We are using fetchAndLock API to get the External Task with AsyncResponseTimeout of 15 Seconds. Sometimes the lock happens after the Timeout has already expired; which results in External Task being locked for 20 min (which is configurable).
Question:
Does anyone have any suggestions on how to prevent locking if the timeout has already expired?
Version Information: Camunda: 7.18.0
Possible problem seems like:
FetchAndLockHandlerImpl
protected void acquire() {
..
FetchAndLockResult result = tryFetchAndLock(pendingRequest);
...
if (result.wasSuccessful()) {
List<LockedExternalTaskDto> lockedTasks = result.getTasks();
if (!lockedTasks.isEmpty() || isExpired(pendingRequest)) {
AsyncResponse asyncResponse = pendingRequest.getAsyncResponse();
asyncResponse.resume(lockedTasks);
...
...
}
Thanks for yours valuable inputs. We did some changes and also followed yours given suggestions. Our problem was resolved at some extent but I am still afraid some where code changes need to be addressed.
We are using MS-SQL.

> **Problems**
a – In the Camunda fetchAndLock thread, what AsyncResponseTimeout is used when fetching external tasks?
b – Carry the Camunda fetchAndLock thread on from its final sentence.

> **Data rows**
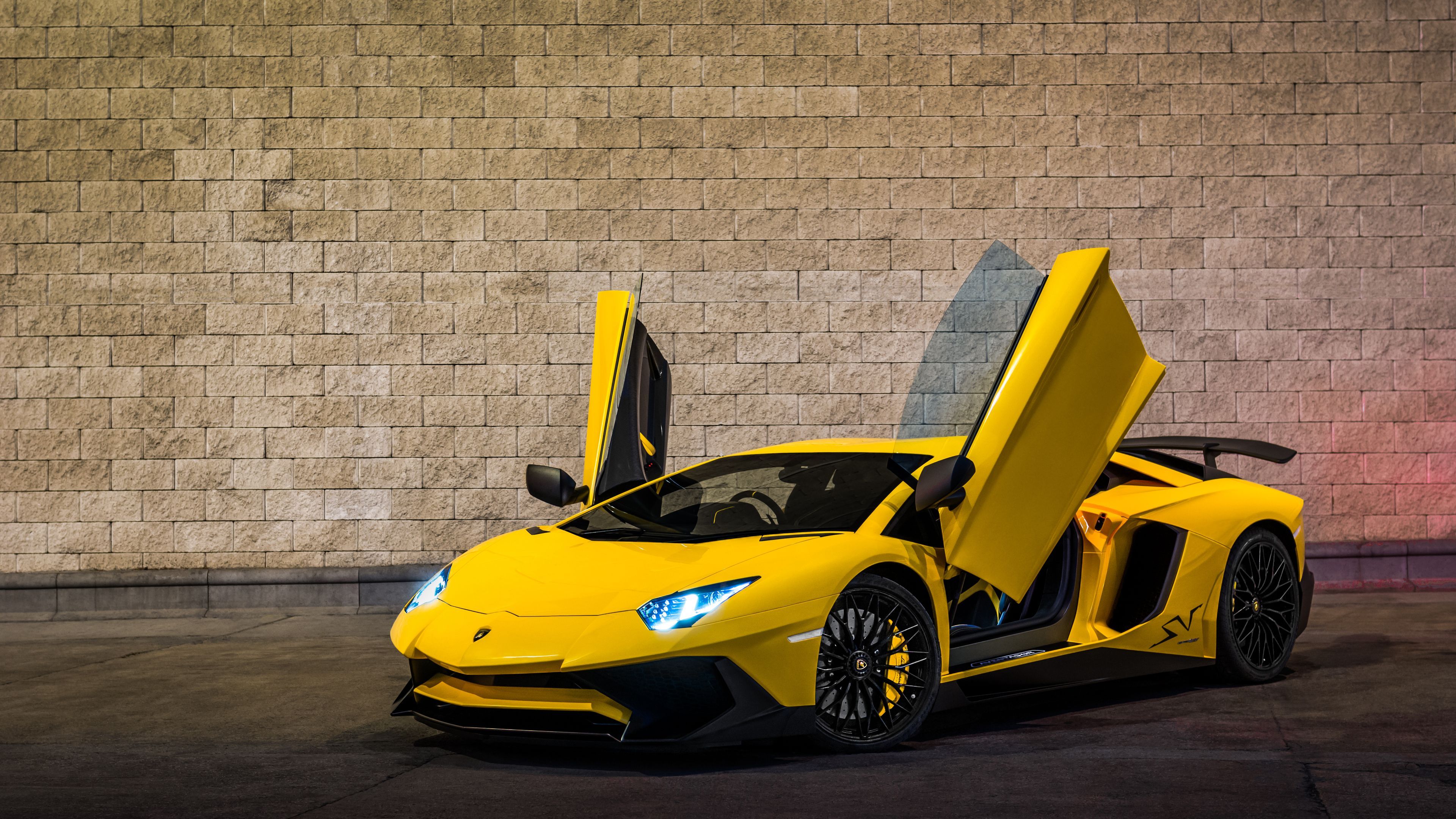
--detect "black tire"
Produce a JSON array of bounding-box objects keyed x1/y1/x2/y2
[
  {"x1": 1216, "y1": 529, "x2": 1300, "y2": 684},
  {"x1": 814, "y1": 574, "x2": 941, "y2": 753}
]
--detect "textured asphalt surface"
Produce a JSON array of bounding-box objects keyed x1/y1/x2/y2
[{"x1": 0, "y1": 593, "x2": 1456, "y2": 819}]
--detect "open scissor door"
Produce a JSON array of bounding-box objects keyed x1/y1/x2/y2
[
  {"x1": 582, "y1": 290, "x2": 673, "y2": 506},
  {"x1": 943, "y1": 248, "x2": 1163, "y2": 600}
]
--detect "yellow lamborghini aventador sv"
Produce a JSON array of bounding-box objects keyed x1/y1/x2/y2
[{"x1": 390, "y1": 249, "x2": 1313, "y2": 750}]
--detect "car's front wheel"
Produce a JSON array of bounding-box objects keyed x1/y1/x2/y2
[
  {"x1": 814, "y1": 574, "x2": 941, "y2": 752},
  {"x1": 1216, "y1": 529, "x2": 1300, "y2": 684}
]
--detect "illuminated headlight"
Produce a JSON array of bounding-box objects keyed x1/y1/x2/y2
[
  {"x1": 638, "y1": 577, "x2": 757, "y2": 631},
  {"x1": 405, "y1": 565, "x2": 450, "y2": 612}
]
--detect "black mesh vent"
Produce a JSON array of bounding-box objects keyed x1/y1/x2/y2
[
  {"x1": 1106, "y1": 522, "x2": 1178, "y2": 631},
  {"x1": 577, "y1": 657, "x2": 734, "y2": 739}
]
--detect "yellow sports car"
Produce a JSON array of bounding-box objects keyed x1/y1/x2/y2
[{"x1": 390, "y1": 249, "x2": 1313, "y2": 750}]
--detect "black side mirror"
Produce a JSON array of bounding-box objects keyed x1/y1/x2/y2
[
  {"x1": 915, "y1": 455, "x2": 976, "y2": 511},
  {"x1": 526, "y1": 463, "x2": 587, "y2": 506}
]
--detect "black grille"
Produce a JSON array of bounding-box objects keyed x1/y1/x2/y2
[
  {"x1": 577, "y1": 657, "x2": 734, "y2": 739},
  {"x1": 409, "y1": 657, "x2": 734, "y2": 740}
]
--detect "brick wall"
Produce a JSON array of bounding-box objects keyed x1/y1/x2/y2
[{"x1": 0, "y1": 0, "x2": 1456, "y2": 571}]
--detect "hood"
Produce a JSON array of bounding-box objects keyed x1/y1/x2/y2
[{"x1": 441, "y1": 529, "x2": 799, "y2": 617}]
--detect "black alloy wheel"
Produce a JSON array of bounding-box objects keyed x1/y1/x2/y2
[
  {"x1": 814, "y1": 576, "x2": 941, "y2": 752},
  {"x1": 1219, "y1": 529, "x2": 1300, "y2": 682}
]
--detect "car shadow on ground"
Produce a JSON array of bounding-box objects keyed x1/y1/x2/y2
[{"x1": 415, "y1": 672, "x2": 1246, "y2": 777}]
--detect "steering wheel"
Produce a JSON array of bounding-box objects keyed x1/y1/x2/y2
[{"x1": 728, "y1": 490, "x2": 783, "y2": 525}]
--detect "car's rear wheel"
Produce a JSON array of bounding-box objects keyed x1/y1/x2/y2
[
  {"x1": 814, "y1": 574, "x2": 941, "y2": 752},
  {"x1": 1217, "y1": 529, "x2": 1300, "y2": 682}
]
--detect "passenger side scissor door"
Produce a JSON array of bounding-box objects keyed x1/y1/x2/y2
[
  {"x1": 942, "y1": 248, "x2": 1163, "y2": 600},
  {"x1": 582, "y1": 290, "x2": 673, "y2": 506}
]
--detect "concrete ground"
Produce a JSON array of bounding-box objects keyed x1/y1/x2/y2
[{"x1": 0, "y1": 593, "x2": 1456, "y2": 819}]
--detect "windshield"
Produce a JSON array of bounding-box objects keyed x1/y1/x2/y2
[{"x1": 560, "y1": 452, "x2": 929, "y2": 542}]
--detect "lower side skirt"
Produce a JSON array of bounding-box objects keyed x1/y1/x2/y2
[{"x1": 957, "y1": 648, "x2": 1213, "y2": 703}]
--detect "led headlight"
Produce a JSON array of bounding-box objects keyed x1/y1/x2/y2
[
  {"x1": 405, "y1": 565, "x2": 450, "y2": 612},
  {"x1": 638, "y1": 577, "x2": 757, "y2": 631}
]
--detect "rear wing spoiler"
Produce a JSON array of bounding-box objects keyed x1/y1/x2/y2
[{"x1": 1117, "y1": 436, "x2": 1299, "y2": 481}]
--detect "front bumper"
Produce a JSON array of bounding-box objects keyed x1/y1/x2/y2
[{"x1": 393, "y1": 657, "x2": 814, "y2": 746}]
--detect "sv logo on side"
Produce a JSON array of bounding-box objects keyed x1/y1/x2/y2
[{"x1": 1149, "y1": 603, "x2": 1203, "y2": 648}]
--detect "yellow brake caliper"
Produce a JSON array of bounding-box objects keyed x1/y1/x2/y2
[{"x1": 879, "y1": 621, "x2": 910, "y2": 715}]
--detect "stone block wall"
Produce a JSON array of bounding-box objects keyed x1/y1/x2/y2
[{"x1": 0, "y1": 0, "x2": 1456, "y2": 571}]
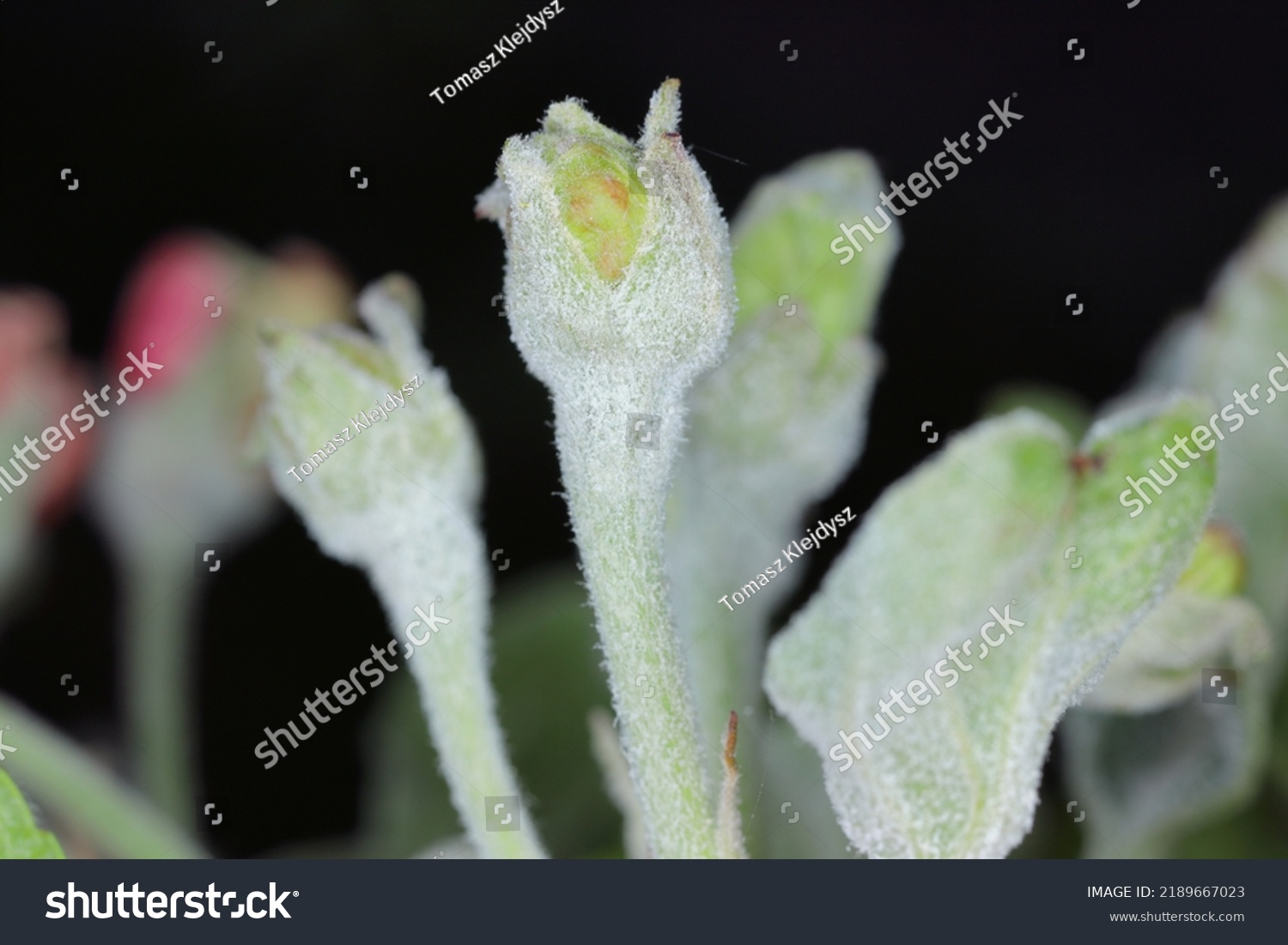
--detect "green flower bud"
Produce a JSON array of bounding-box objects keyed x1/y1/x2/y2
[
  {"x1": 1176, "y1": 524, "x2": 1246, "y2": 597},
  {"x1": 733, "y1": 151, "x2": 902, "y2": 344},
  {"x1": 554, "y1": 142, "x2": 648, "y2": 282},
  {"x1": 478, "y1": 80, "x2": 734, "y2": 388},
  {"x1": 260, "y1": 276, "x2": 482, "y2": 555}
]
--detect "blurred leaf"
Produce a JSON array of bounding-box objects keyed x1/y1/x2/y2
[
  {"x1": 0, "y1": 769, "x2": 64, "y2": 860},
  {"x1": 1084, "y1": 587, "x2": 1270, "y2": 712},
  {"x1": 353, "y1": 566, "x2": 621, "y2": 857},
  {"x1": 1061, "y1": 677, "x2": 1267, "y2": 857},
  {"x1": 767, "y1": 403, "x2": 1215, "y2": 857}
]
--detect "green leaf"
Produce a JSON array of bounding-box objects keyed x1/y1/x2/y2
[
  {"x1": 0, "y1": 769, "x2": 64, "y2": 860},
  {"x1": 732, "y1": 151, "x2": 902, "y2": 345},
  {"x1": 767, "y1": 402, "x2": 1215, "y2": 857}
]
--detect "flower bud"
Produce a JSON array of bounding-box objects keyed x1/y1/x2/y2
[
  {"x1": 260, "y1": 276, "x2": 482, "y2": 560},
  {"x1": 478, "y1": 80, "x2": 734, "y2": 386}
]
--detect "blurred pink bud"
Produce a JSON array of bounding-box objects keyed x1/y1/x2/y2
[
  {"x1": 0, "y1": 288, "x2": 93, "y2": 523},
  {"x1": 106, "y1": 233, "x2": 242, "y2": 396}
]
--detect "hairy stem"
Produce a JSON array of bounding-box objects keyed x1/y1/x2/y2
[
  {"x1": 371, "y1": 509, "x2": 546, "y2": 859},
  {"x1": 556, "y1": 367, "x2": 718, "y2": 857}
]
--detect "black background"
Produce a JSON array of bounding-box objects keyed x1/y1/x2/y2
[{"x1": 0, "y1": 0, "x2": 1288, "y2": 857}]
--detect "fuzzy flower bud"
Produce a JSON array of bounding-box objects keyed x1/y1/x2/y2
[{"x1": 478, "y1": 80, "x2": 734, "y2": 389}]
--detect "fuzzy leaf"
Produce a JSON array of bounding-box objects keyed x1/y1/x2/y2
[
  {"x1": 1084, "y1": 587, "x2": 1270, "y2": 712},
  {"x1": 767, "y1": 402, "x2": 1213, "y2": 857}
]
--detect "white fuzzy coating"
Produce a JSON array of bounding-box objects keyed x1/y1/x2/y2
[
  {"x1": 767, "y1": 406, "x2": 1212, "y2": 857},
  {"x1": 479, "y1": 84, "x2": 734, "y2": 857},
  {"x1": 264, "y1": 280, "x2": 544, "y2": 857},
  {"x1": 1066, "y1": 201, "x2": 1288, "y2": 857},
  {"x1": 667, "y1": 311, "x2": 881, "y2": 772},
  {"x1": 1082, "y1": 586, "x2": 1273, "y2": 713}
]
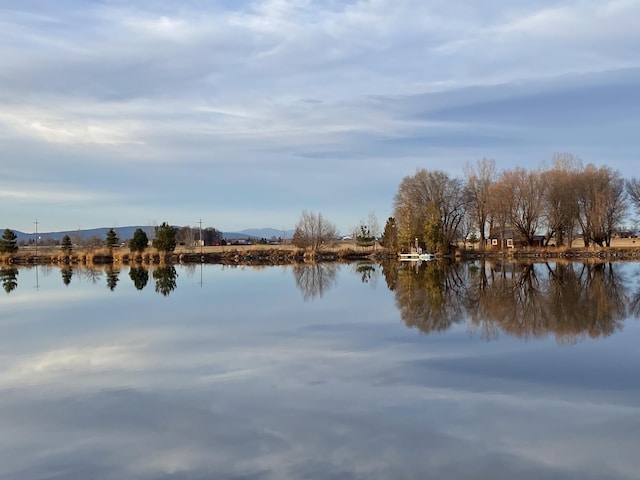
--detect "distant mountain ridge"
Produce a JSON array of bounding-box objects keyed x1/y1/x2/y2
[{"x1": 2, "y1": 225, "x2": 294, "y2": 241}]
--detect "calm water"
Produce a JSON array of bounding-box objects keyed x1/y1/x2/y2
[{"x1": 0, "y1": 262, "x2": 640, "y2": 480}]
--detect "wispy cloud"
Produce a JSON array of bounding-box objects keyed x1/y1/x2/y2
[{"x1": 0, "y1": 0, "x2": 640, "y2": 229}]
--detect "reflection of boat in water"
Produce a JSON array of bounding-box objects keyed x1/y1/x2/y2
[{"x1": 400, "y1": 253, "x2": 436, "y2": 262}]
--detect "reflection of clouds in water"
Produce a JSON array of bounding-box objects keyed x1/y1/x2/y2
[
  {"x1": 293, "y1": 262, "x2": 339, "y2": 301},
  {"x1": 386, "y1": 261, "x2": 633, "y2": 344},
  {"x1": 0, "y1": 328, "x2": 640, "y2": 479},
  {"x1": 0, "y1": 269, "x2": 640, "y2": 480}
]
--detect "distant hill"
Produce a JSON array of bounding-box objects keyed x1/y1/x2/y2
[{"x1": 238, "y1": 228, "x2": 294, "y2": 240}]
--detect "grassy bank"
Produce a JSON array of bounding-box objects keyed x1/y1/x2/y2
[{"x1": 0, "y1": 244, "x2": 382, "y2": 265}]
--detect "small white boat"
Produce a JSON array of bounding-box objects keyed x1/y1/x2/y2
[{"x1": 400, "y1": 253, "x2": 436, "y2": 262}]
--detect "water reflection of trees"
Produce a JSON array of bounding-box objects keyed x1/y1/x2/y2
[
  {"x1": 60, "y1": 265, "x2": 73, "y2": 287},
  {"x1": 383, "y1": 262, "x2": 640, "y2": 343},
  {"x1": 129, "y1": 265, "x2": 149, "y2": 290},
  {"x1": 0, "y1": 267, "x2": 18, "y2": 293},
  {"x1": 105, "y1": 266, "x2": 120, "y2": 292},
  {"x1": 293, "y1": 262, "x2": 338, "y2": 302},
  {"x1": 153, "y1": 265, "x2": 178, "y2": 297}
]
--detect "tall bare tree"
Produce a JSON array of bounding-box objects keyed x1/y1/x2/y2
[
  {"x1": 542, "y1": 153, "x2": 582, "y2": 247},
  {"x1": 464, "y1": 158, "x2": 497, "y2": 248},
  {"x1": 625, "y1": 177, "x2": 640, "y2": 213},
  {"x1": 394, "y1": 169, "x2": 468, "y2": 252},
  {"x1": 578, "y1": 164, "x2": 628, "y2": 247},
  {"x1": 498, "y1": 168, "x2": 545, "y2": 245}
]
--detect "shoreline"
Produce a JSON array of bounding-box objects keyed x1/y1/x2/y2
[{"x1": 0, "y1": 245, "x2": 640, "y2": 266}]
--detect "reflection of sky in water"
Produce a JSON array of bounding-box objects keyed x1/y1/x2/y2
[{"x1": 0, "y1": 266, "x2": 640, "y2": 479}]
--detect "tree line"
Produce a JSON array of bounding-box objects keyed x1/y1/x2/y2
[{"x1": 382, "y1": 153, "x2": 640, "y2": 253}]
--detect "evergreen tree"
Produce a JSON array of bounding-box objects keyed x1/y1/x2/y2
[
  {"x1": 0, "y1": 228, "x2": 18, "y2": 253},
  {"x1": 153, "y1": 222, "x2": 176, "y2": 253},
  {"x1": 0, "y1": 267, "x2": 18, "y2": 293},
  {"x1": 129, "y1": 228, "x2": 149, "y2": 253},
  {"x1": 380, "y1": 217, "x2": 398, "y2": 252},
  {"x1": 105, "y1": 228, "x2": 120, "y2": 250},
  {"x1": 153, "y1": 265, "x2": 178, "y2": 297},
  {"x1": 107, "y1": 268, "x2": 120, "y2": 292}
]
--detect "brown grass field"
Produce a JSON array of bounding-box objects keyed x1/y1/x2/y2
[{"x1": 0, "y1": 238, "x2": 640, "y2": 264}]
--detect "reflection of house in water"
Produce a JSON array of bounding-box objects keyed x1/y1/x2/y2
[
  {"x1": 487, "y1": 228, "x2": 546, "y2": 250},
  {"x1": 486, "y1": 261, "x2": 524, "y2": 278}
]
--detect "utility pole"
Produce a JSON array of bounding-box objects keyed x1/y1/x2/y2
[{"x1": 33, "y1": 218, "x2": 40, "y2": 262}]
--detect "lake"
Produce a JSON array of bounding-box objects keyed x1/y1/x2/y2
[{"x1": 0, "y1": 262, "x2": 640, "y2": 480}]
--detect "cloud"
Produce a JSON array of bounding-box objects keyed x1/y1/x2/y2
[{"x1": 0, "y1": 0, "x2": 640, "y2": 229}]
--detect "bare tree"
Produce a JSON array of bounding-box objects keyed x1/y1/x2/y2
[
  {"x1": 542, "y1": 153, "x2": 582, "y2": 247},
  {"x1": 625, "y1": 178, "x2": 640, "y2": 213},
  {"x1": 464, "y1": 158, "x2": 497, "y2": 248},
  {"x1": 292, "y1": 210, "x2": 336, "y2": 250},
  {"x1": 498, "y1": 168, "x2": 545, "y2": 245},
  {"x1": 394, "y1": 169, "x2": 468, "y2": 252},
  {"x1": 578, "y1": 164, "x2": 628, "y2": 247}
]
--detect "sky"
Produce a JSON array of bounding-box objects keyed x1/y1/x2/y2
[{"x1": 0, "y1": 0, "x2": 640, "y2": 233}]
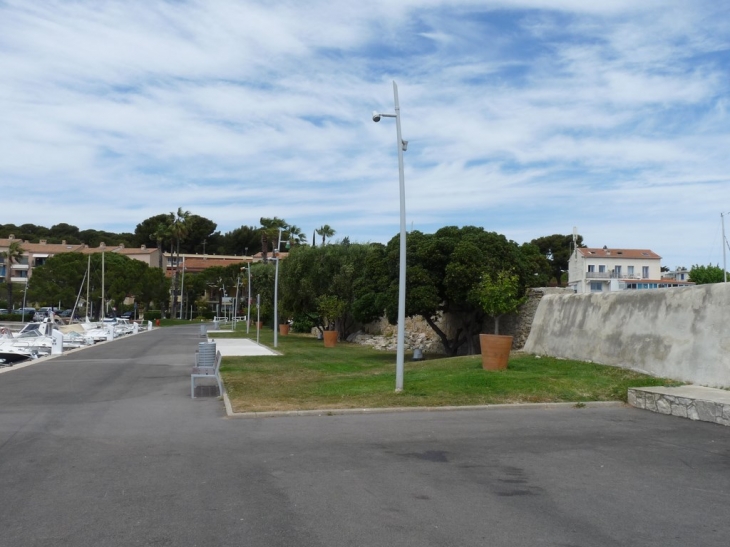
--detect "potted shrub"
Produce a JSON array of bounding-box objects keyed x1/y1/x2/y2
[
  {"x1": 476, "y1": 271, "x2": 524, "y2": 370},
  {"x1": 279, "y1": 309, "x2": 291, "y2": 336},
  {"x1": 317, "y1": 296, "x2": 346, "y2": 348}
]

> **Task-by-task answers**
a – 15 seconds.

b –
Started ProcessInstance with around 7 variables,
FetchAndLock: AsynchTime : 18000 (18Sec); As our LoadBalancer has Timeout 30Sec.
We did reduce externalTask lockDuration from 20min to 10min; and passed as per API request.
Still we ended with requests being Timedout and few external Task were locked at Camunda for 10 min. While checking in detail as mentioned earlier the fetchAndLockAPI calling multiple DB query operation to get Variables and other details; and at end, it’s locking the external Task. If these queries are taking a long time (as we were fetching 15 External Tasks in 1 request, for each external Task Camunda executed set of queries and fetched 7 variables) seems causing problem.
When request and everything received at FetchAndLockHandlerImpl.java : line 116 FetchAndLockResult result = tryFetchAndLock(pendingRequest);
this method itself took more than the remaining time, it locked the External Task, and when the response was dispatched original request had already been timed out. (and stream closed)
Hence, we reduce number of Variables from 7 to 2 and ExternalTask fetching count from 15 to 3. This resulted in very less failure than the earlier, but not completely reduced.
We still exploring options like working with PostgreSQL. If you have any valuable input please provide.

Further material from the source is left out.